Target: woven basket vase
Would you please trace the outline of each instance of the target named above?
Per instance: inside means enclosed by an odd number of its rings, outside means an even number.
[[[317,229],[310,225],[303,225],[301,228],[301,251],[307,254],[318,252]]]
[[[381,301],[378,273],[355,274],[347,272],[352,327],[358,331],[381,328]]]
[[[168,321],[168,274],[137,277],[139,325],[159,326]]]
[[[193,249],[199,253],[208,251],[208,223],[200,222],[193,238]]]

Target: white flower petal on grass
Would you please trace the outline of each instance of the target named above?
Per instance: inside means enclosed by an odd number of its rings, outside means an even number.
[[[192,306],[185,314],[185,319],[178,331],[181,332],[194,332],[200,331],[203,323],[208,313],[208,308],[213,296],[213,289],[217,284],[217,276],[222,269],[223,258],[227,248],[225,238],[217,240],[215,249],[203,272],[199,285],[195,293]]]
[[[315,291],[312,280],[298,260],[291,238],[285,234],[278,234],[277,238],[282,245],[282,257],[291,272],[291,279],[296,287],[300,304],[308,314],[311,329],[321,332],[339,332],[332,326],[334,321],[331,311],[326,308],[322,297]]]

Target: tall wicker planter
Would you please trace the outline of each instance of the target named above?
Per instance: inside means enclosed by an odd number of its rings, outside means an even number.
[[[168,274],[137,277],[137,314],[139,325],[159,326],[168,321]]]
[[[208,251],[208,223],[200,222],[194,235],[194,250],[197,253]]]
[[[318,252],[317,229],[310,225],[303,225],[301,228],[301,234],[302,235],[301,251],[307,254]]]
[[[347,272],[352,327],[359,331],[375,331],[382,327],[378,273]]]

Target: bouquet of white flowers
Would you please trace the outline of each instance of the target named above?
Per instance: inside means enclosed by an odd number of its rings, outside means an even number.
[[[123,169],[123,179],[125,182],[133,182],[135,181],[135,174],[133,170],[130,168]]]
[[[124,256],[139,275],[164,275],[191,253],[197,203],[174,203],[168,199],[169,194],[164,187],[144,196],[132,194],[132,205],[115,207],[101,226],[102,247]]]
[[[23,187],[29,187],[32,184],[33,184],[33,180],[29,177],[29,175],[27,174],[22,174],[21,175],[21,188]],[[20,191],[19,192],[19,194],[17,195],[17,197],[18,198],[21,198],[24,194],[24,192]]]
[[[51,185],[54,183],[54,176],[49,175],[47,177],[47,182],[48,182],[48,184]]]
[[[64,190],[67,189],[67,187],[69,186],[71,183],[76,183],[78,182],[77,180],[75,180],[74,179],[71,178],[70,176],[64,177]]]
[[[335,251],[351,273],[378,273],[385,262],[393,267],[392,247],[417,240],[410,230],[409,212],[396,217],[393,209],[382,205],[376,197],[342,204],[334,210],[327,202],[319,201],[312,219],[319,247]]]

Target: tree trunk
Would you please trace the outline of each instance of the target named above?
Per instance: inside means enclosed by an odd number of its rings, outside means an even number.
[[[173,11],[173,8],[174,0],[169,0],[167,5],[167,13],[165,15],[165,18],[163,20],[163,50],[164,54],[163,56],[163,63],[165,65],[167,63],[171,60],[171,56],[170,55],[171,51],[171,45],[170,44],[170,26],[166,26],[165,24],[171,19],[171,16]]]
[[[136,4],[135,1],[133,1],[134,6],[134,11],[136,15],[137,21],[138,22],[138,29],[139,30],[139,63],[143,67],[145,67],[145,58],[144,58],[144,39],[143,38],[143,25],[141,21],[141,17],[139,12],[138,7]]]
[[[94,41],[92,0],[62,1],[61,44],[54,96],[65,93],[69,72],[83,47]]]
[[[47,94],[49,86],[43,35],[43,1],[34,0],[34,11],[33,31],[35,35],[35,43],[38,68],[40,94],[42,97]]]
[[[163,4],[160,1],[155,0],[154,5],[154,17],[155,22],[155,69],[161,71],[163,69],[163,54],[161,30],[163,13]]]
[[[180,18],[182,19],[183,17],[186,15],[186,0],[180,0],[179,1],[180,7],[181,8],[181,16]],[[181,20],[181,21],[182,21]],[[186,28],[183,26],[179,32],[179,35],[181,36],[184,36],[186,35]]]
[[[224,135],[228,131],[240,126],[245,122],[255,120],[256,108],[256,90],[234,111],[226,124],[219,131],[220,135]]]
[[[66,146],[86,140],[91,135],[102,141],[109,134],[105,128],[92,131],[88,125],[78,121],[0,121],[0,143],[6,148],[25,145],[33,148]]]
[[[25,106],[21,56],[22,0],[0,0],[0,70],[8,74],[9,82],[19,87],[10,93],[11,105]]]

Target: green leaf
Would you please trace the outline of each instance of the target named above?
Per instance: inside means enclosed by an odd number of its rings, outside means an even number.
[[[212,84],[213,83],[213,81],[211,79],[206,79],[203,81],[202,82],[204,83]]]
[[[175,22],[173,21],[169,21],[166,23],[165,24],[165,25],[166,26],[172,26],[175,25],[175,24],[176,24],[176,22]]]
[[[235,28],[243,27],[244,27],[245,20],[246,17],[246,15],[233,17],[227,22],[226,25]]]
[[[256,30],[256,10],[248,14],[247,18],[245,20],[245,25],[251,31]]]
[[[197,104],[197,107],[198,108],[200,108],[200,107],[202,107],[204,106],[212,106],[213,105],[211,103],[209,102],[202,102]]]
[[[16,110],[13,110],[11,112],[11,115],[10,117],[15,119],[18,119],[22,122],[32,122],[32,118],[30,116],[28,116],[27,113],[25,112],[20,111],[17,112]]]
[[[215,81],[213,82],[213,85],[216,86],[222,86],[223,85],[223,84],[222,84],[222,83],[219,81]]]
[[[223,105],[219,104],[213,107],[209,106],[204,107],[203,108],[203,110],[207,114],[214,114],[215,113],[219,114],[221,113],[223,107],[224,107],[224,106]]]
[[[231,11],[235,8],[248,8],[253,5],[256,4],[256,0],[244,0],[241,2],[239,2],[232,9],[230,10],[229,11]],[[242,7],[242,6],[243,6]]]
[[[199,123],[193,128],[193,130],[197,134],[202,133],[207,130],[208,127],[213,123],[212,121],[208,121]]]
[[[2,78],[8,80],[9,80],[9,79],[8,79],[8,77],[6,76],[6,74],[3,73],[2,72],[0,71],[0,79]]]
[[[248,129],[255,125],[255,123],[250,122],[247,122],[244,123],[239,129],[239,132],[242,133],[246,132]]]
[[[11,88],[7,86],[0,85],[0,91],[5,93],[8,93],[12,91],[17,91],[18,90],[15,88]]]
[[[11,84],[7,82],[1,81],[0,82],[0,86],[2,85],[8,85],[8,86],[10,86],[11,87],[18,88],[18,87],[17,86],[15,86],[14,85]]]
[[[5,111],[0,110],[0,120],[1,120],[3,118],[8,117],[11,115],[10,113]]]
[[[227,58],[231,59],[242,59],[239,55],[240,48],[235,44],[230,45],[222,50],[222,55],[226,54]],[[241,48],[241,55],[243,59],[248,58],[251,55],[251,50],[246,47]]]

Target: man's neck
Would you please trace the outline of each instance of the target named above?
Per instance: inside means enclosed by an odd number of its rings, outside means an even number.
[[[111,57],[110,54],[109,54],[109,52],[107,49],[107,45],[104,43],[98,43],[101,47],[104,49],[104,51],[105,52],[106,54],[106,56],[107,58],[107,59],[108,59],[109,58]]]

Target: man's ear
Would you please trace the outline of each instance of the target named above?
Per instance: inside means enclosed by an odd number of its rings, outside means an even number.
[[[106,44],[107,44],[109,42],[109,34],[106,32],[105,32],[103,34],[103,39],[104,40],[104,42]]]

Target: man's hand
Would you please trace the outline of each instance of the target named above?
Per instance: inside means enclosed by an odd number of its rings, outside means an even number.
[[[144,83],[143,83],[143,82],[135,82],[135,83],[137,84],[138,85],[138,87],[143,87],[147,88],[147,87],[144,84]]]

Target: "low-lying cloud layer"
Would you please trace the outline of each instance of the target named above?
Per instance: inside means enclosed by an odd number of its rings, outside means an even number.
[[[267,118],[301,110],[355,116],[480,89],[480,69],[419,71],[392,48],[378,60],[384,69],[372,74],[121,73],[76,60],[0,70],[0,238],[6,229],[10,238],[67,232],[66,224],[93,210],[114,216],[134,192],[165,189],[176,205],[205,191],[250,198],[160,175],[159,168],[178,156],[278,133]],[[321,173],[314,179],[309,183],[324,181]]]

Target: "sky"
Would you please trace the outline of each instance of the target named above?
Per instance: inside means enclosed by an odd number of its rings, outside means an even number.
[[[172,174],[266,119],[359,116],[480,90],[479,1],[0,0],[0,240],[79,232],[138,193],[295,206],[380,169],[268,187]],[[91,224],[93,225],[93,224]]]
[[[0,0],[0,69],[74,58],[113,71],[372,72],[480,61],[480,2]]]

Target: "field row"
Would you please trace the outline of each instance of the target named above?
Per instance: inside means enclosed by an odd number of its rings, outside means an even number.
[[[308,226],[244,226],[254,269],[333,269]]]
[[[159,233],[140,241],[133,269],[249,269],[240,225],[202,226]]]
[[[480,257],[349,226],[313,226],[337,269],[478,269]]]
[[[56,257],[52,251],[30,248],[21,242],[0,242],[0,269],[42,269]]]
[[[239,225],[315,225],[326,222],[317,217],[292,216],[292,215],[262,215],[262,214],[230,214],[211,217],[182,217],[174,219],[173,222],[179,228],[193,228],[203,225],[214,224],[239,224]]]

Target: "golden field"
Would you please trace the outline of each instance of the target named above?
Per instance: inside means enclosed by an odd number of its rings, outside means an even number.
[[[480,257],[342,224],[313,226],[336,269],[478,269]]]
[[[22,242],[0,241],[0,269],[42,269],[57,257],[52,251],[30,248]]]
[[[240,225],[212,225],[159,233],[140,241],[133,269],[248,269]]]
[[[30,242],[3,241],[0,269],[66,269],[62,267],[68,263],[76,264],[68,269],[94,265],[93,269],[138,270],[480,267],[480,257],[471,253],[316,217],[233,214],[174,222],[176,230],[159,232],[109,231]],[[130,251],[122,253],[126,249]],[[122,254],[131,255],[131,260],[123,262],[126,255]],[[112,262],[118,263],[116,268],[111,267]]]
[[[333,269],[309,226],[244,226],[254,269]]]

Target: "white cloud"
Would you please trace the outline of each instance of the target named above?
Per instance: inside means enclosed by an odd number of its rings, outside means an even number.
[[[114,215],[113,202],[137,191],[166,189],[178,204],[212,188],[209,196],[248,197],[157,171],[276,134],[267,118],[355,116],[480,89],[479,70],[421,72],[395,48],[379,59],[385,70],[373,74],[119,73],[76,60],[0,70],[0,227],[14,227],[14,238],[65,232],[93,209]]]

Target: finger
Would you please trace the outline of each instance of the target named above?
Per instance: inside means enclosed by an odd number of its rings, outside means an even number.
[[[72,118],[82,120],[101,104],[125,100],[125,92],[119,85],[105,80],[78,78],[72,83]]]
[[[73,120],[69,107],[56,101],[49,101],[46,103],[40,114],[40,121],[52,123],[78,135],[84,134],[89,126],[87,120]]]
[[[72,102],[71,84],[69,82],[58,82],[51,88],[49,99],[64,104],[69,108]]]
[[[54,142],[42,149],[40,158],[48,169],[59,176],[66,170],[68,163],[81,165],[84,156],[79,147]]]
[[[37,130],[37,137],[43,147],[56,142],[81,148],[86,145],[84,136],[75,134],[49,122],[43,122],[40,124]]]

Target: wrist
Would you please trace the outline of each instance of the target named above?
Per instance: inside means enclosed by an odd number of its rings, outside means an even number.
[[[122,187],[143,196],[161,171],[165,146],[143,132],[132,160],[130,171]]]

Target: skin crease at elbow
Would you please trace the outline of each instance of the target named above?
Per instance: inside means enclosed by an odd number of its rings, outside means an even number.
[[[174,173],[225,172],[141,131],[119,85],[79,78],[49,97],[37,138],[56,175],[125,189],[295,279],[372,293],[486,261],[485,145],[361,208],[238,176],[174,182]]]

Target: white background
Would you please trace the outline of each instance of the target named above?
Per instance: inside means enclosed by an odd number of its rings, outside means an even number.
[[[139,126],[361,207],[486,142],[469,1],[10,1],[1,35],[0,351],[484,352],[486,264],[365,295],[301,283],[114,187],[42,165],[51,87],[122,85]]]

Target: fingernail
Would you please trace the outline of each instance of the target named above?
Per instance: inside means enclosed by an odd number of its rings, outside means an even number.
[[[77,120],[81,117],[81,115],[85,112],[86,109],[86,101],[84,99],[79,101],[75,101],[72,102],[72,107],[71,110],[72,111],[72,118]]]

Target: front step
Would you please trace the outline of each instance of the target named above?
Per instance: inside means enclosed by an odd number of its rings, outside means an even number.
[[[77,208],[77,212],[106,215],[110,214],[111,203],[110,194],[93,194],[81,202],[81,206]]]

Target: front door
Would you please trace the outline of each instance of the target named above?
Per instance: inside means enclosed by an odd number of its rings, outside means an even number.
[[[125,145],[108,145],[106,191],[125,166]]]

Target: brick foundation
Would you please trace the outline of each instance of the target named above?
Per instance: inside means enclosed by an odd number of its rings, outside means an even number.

☆ ☆ ☆ ☆

_PROBLEM DETAILS_
Rewrite only the lines from the one that has "Target: white flower petal on grass" through the one that has "[[[347,272],[352,327],[359,331],[375,331],[382,327],[378,273]]]", keeping every text line unchanged and moving each polygon coordinate by adding 139 to it.

_SOLUTION_
Target: white flower petal on grass
Would you please trace the outline of each instance of the target named above?
Per instance: inside means enclosed by an odd number of its rings, outside means an even number.
[[[331,445],[324,453],[324,458],[317,470],[320,471],[333,471],[339,470],[342,462],[347,452],[347,447],[352,435],[352,428],[356,423],[356,415],[361,408],[362,397],[366,387],[364,377],[356,379],[354,388],[342,411],[338,424],[334,432]]]
[[[454,430],[451,419],[437,399],[430,377],[424,373],[417,373],[416,377],[421,384],[421,396],[430,411],[430,418],[435,426],[439,443],[447,453],[450,468],[460,471],[478,471],[471,465],[473,460],[470,450],[465,447],[461,436]]]

Target: tall wicker planter
Would you please trace the outline of each instance of the target named above?
Per instance: inside means enclosed by an odd number of its rings, outside means an even number.
[[[307,413],[276,416],[276,453],[278,464],[298,465],[307,460]]]
[[[347,390],[347,362],[339,361],[333,374],[333,389],[336,392]]]
[[[457,391],[456,368],[449,364],[442,364],[440,367],[440,373],[441,374],[440,390],[446,393]]]
[[[486,411],[491,466],[498,470],[514,470],[521,466],[517,412]]]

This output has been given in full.